Dataset entries:
Segment Open

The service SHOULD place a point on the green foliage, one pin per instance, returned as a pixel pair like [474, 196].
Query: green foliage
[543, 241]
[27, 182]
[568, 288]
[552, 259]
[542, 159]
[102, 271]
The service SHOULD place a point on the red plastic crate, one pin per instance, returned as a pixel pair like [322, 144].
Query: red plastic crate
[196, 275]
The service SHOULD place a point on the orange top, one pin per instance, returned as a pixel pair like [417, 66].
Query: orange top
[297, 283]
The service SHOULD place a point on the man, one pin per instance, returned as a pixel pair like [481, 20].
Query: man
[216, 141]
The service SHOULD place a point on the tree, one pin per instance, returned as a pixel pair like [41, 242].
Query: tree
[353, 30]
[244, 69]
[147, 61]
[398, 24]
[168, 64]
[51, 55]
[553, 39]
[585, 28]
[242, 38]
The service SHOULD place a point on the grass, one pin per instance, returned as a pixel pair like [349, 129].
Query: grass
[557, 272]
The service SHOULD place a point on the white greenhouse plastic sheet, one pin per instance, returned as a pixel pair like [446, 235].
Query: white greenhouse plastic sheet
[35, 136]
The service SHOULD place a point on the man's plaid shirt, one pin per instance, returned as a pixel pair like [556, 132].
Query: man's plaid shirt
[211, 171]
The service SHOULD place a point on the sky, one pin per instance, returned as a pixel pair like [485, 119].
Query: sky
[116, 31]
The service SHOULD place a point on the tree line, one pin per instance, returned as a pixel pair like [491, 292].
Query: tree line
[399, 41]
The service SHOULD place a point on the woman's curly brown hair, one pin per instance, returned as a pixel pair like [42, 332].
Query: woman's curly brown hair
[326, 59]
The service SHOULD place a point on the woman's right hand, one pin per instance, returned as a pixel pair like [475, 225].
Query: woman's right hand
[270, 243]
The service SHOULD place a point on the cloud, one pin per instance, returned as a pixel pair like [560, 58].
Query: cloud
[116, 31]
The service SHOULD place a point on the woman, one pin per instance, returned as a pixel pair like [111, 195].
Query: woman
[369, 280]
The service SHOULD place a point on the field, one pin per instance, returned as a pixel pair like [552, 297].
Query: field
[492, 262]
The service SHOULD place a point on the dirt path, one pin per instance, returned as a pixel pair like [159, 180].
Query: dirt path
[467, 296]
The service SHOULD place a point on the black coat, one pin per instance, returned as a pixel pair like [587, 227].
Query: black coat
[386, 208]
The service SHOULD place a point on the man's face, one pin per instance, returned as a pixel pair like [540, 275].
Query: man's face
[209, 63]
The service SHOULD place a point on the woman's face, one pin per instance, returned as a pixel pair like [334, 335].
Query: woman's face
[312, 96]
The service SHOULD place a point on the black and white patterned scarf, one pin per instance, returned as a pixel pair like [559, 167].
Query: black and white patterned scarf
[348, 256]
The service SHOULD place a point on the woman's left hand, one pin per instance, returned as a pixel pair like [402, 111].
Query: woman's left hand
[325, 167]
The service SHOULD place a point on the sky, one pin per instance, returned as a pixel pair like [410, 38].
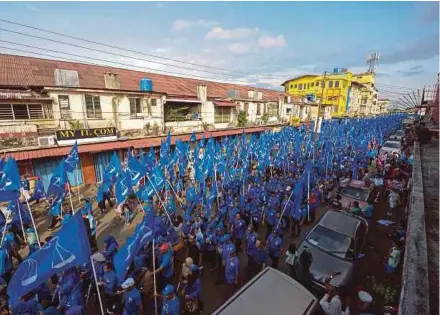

Segment Closed

# [Task requirements]
Emit the lines of the data above from the one containing "The service SHOULD place a point on the field, one" through its final line, both endpoints included. Pictures do not belong in the output.

# [Answer to the problem]
The service SHOULD place a point on the field, one pin per instance, returned as a pixel pair like [552, 297].
Query: field
[492, 262]
The service SHOULD place a point on the dirt path, one pin per instance, returned as a pixel pair like [159, 180].
Query: dirt path
[467, 296]
The service SHOULD place a point on the black coat, one pin per instance, returned as a pixel pair like [587, 227].
Query: black coat
[386, 208]
The service SHOULD place a point on the man's face, one pin per instance, returned as a pixel pair like [540, 275].
Query: man's face
[209, 63]
The service SHOULD place a point on the woman's face, one pin per instance, returned as a pixel pair like [334, 335].
Query: woman's face
[312, 96]
The service SHOULD place a point on the black and white patterned scarf, one pin per instance, returned as a pixel pair like [559, 167].
Query: black and white patterned scarf
[348, 256]
The service SHOULD place a point on the woman's left hand, one pin per instance, returned as a pixel pair like [402, 111].
Query: woman's left hand
[325, 167]
The service SHOULD place a point on the sky, one pin per instance, returned as a pixel pair like [410, 38].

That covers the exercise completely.